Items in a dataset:
++++++
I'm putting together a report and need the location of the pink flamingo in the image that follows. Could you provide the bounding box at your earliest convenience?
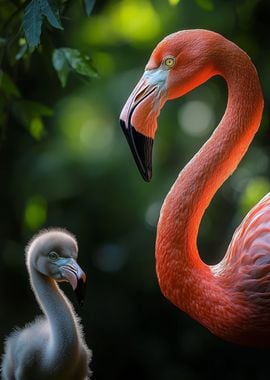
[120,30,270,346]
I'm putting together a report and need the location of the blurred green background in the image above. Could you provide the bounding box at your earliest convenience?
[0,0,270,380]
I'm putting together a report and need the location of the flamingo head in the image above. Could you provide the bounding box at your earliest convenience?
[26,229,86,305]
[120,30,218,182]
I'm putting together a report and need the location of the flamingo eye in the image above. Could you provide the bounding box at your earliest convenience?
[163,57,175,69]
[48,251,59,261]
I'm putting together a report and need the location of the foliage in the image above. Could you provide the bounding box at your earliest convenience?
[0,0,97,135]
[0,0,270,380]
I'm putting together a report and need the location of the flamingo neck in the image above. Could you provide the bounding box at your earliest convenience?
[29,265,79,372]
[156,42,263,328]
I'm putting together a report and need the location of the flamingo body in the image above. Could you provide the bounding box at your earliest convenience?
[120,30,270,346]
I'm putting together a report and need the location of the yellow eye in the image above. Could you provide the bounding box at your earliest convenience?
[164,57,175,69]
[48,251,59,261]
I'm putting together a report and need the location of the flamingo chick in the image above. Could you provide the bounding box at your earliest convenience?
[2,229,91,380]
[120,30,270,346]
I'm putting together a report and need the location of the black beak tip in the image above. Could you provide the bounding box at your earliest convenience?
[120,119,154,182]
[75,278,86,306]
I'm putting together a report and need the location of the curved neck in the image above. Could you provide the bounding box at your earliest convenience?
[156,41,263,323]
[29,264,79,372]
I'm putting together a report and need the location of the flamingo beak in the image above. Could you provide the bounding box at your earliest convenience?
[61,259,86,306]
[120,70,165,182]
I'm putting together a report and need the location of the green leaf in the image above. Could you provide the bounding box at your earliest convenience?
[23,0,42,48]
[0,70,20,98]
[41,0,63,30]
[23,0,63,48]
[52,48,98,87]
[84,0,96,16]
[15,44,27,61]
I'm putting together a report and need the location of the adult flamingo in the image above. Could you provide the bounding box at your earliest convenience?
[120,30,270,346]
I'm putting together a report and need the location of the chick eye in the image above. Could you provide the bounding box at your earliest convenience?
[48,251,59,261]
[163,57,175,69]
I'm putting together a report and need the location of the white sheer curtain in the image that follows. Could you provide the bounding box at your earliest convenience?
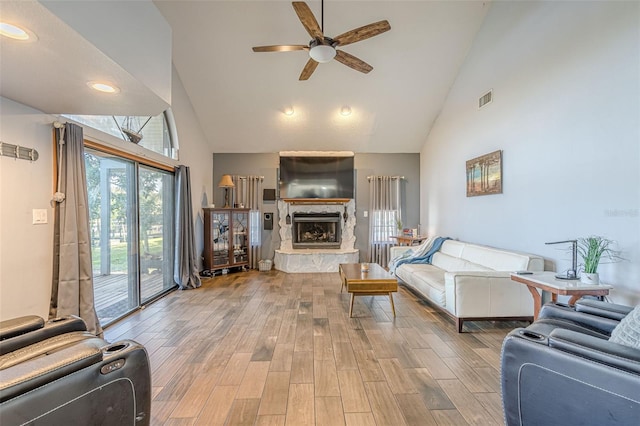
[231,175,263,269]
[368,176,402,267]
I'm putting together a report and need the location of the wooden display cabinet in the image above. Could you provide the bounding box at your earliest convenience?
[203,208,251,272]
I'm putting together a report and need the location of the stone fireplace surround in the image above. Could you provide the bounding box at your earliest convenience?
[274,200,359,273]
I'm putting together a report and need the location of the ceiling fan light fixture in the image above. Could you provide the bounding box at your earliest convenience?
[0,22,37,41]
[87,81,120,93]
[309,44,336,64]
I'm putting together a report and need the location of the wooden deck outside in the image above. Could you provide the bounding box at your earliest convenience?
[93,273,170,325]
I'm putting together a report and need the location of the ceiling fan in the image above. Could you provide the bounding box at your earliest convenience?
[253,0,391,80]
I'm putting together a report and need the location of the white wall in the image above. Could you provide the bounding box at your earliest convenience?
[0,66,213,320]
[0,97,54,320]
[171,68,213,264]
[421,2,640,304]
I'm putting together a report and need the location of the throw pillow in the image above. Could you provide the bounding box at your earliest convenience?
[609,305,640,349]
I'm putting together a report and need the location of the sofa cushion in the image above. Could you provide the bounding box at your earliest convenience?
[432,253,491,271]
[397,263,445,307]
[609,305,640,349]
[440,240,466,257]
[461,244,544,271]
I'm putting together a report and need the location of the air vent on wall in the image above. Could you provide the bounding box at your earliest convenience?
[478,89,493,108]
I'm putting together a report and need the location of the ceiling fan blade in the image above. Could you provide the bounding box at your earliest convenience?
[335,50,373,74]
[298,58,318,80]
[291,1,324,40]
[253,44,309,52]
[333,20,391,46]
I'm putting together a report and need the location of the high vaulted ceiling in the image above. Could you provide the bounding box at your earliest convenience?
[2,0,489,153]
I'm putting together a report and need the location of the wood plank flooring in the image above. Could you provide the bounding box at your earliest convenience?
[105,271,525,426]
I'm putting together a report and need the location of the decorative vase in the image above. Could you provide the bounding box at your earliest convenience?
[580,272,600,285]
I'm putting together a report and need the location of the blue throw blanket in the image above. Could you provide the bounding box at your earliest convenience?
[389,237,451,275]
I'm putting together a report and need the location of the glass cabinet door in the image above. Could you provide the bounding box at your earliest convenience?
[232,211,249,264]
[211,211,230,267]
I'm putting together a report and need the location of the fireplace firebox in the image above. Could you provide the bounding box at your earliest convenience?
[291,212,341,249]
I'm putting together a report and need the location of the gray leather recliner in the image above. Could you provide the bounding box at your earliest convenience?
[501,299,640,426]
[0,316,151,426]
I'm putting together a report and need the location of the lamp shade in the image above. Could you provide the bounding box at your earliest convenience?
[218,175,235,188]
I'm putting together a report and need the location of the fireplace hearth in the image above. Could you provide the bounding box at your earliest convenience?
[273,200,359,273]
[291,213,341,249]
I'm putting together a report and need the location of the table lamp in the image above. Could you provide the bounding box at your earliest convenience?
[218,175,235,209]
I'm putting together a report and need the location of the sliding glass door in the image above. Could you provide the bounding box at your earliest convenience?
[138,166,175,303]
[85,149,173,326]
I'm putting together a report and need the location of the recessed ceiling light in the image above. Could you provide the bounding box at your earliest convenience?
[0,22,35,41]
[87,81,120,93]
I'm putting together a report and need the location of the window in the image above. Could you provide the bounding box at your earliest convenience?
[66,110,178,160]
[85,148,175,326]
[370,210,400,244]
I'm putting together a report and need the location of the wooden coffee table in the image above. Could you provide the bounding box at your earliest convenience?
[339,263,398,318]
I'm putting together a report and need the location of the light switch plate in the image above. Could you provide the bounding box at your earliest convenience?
++++++
> Given problem:
Reproduce every line of the entries above word for word, leaving out the pictures.

> Answer:
I'm putting together a report and need the location of the pink flamingo in the image that follows. Could you provide the bounding box at your earliest convenience?
[120,30,270,346]
I'm putting together a report and need the location of the blurred green background in the image above. Could you provide the bounding box at your earliest convenience?
[0,0,270,380]
I'm putting together a report and need the location of the flamingo head in the image above. Could you provide the bounding box at your earliest convenience?
[26,229,86,305]
[120,30,218,182]
I'm putting together a report and need the location of the flamingo eye in the image above. Could you provide the bounding box at your earliest convenience?
[163,57,175,69]
[48,251,59,261]
I'm putting together a report and need the location of the foliage in the image above. Could you provide the bounding box at your earliest convenience?
[0,0,97,135]
[0,0,270,380]
I'm putting together a report and need the location of the flamingo neck in the image above. Could you provide the bounding box at your earliest convenience?
[29,265,79,372]
[156,42,263,328]
I'm putting together a report and need the location of the flamingo body in the image above. Could you provide the bounding box at your earliest convenience?
[120,30,270,346]
I'm putting together a report and need the location of the yellow eye in the image above. Could you provide the bounding box at your earliest convenience?
[164,57,175,69]
[48,251,59,261]
I'm putting together a report and need the location of the flamingo chick in the image above. Could you provide the bounding box at your earliest convenience?
[2,229,91,380]
[120,30,270,346]
I'm putting together a report and need the location of the black beak tip in the image above. Could you provide the bounding box at your earliest convenience?
[120,119,154,182]
[75,278,86,306]
I'm putting together a report and need the location of the curved neck in the image above. Could you provide the bounding box at your earliest convenience?
[156,41,263,323]
[29,264,79,372]
I'm putting together a report and need the location of the flamingo beak in the image above. Could you provide the bounding box at your earliest convenience?
[61,259,86,306]
[120,70,165,182]
I'm putting together a report and need the location of the green leaf in the image above. Could you provide the bounding box at your earliest convenience?
[23,0,42,48]
[0,70,20,98]
[41,0,63,30]
[23,0,63,48]
[52,48,98,87]
[84,0,96,16]
[15,44,27,61]
I'm putting together a report and need the location of the adult flamingo in the image above. Could you provide the bounding box at your earliest convenience?
[120,30,270,346]
I'm putting together a report and need the location of the chick eye in the image above. Could you provide the bounding box at your earliest convenience?
[48,251,59,261]
[163,57,175,69]
I'm putting together a report and need the location of the white sheer curtain in the image that follows. Could you provide the bounding box at your earliest convenience?
[231,175,263,269]
[368,176,402,267]
I'm putting together a report and need the location of the wooden display cabinet in the image above. Could you provide the bounding box at your earliest convenience?
[203,208,251,272]
I'm putting together a report and need the location of the stone fireplace surround in the image above. Could you provide the bounding box at your earliest convenience?
[274,200,359,273]
I'm putting together a report and need the location of the ceiling fan light fixture in the image above. Could you provide the bounding box at your earliest convenience?
[0,22,37,41]
[87,81,120,93]
[309,44,336,64]
I'm putting together a report and need the location of the wooden deck outside in the image above. Could you provide the bounding box at your earliest convenience?
[93,273,170,325]
I'm putting together a report and need the location of the ceiling fan in the image above. Could you provide the bounding box at your earliest convenience?
[253,0,391,80]
I'm putting together a report and need the location of the white wall in the image above. Could you provide the bounding box at your earliest convenience?
[0,66,213,320]
[0,97,54,320]
[171,68,213,264]
[421,2,640,304]
I'm putting together a report and need the location of the throw pillow in the image above. Could you provide the bounding box at your earliest convenience?
[609,305,640,349]
I'm putting together a report and need the location of the sofa cushion in the image above. Could you provide the bounding box at your earliest convenience?
[432,253,491,271]
[397,263,445,307]
[609,305,640,349]
[440,240,466,257]
[461,244,544,271]
I'm putting together a report and need the location of the air vent on wall in the image above. Could you provide the bounding box at your earliest convenience?
[478,89,493,108]
I'm putting together a report and need the location of the ceiling fan blade in the image above. Could you provide the bounding box at your earliest convenience?
[335,50,373,74]
[298,58,318,80]
[291,1,324,40]
[253,44,309,52]
[333,20,391,46]
I'm putting together a report and need the location of the high vaulted ceiling in the image above. Could you provide the bounding box at your earliest convenience?
[2,0,489,153]
I'm putting together a report and need the location of the wood plank flooring in the image above. Could you provide the bounding box at your earliest convenience?
[105,271,525,426]
I'm putting together a report and need the location of the decorative vase in the image above. Could you provide the bounding box at your earliest convenience?
[580,272,600,285]
I'm putting together a report and need the location of the blue throw blanket in the image above. Could you provide the bounding box at your earliest convenience?
[389,237,451,275]
I'm putting together a report and need the location of the glass cabinet door in the image above. Could you provide the bounding box at your earliest convenience?
[232,211,249,264]
[211,211,230,267]
I'm putting together a report and need the location of the fireplace firebox in the image above. Could you provide the bounding box at your earliest convenience?
[291,212,341,249]
I'm putting together a report and need the location of the gray leather recliner in the image above. Could you provide the bounding box at your earliest convenience?
[501,299,640,426]
[0,316,151,426]
I'm putting together a report and need the location of the lamp shade in the image above. Could you provide the bounding box at your earliest convenience?
[218,175,235,188]
I'm putting together a report and need the location of the fireplace hearth in the image above. Could you provide the bounding box at your earliest convenience?
[273,200,359,273]
[291,213,341,249]
I'm putting together a report and need the location of the table lamp in the image above. Could you provide the bounding box at your earliest convenience?
[218,175,235,209]
I'm putting together a report and need the location of the sliding glass door in the image above. Could you provide the bounding box at your earliest convenience?
[138,166,175,303]
[85,149,173,326]
I'm putting together a report and need the location of the recessed ceiling light in the image above. Could you provide the bounding box at your earliest convenience?
[0,22,35,41]
[87,81,120,93]
I'm putting together a report and need the location of the window in the image above. Could you provide the bounding box at your earliest convenience?
[66,110,178,160]
[85,148,175,326]
[370,210,400,244]
I'm putting together a report and need the location of the wooden coffee table in the image above. Could you provide the bounding box at your earliest convenience?
[339,263,398,318]
I'm putting together a report and need the location of the light switch plate in the image above. Could you provide the bounding box at your earliest convenience?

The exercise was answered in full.